## SELECTION
╭──

How can I contribute to Ruby on Rails?

Home Blog

2012-07-05

After RailsConf this year, I joined the Rails Issue Team. This means that I help triage issues that people have filed, try to reproduce errors, and point core team members at ones that are most important. Since doing that, a few people have asked me how to get started, so I decided to draw up my thoughts here.

Note that there is also an official Rails Guide on contribution too.

Who helps with Rails?

First up is the Rails Core team: http://rubyonrails.org/core/ Core team members essentially have the authority to merge code into the main Rails codebase. Someone from core reviews every patch that goes into Rails.

Issues team: This group of people has the authority to tag, close, and edit tickets, but can’t actually merge code.

Documentation team: A few awesome people contribute by writing documentation rather than just code. Docs are super important, so all these people are also awesome.

╰──

## DATA BLOCK
╭──

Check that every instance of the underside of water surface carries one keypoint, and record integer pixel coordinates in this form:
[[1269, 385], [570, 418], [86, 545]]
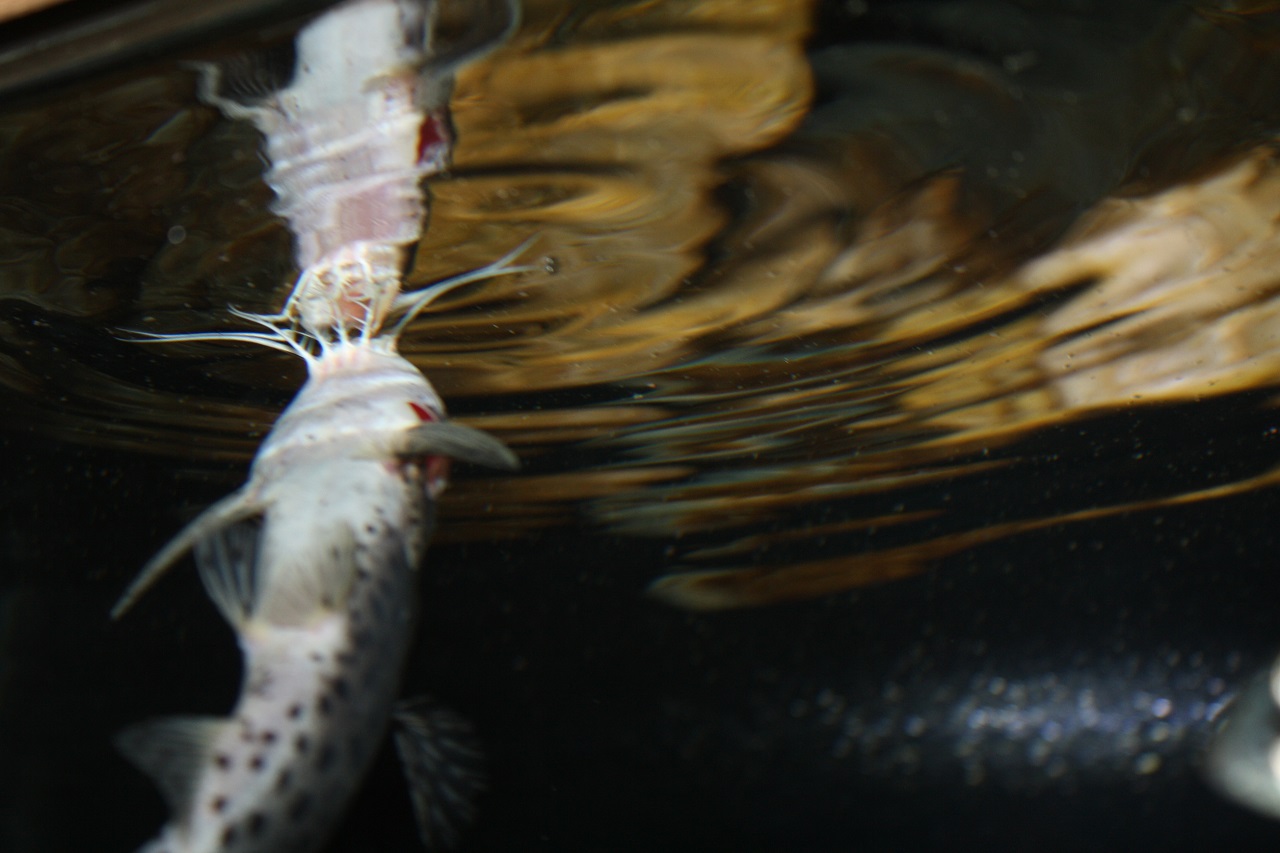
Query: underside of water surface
[[895, 395]]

╰──

## EXERCISE REQUIREMENTS
Retype the post on contributing to Ruby on Rails above in full, word for word.

## THE RESPONSE
How can I contribute to Ruby on Rails?

Home Blog

2012-07-05

After RailsConf this year, I joined the Rails Issue Team. This means that I help triage issues that people have filed, try to reproduce errors, and point core team members at ones that are most important. Since doing that, a few people have asked me how to get started, so I decided to draw up my thoughts here.

Note that there is also an official Rails Guide on contribution too.

Who helps with Rails?

First up is the Rails Core team: http://rubyonrails.org/core/ Core team members essentially have the authority to merge code into the main Rails codebase. Someone from core reviews every patch that goes into Rails.

Issues team: This group of people has the authority to tag, close, and edit tickets, but can’t actually merge code.

Documentation team: A few awesome people contribute by writing documentation rather than just code. Docs are super important, so all these people are also awesome.